*Exercise*. The expected output is every line of the data exactly as shown, minus the images.

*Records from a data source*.
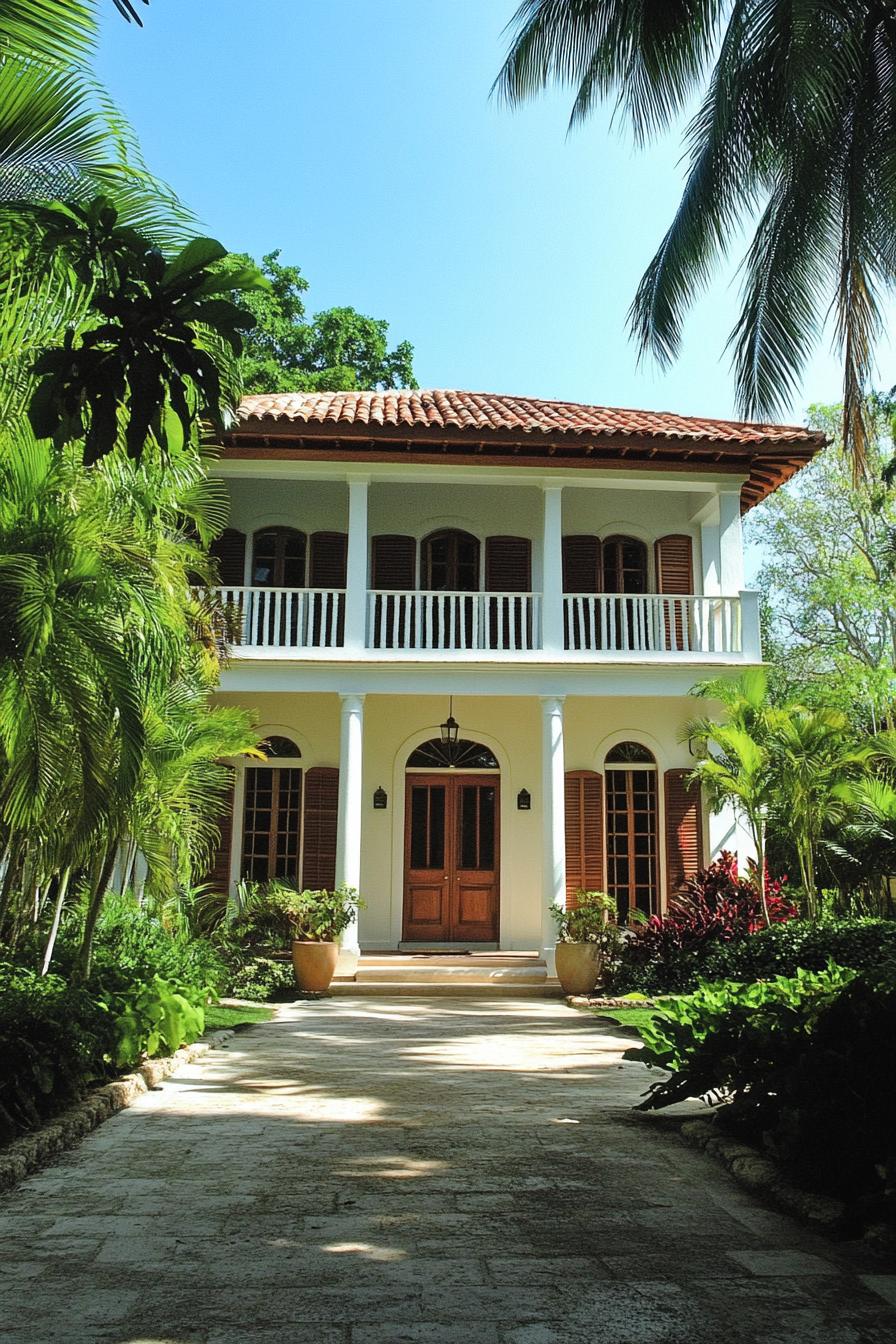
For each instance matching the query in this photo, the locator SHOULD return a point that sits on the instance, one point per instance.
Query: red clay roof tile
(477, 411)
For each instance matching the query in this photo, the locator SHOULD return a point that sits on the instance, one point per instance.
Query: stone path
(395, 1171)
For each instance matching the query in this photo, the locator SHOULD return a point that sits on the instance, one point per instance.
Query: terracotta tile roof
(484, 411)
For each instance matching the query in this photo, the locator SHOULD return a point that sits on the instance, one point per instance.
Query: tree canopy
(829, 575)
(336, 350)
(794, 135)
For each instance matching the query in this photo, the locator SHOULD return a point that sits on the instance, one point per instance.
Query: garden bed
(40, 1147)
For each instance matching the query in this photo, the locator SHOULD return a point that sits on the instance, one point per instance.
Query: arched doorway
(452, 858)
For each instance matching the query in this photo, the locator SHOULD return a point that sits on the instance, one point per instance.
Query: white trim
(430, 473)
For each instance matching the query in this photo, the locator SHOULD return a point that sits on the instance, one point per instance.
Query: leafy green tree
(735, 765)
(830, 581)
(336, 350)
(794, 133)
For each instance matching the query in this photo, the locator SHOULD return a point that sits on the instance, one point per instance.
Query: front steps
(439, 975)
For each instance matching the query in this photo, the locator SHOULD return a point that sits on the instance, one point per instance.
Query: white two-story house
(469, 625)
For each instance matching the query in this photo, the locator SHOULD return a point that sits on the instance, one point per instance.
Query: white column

*Expected answer*.
For each instance matching the query in this photo, the locator SHOULD return a point that sits on the instance, one point per instance.
Query: red clay roof tile
(477, 411)
For each instance matching the query in this photo, the locator SHOULD return a point that sits on the instance, one point per instance.
Query: stone path
(395, 1171)
For each instance matching the query in this photo, the locator SHOULD return a point that sits on the instance, one point per instance.
Query: terracotta tile roof
(484, 411)
For each instance matching the query in this photo, the locator SHOULD return a point that sits on the instance, one point per instance.
Query: tree canopy
(829, 575)
(336, 350)
(794, 135)
For each instance matching the query in this photo, the locator SHOULD return a point that sits on the instance, one point per instance.
Query: garden bed
(40, 1147)
For each instance matching the query in this photo, the locator SHOULD return a point that sits on the instance, one point per instance.
Query: arched doorway
(452, 858)
For each instance matching the query in this photo, the locator SHOULD return a point that sits on the instance, one point per instance.
Query: white trim
(430, 473)
For each instance matching the query in this photo, the locator SHOULD return a point that sits on the instance, one point per instance.
Query: leafy green tree
(735, 765)
(830, 581)
(336, 350)
(794, 133)
For each instance matching the query in this photo, the locator SHOULD return a point that sits on the instance, one point per instance.
Query: front steps
(439, 975)
For each instance matching the query in this photo, the locator SHOULD return a point that sits on the instance, one point per instance.
Query: white two-story house
(469, 625)
For each instance matching the query in this photo, the locator SHOULD return a point that sits on the instance, one point per instance.
Query: white column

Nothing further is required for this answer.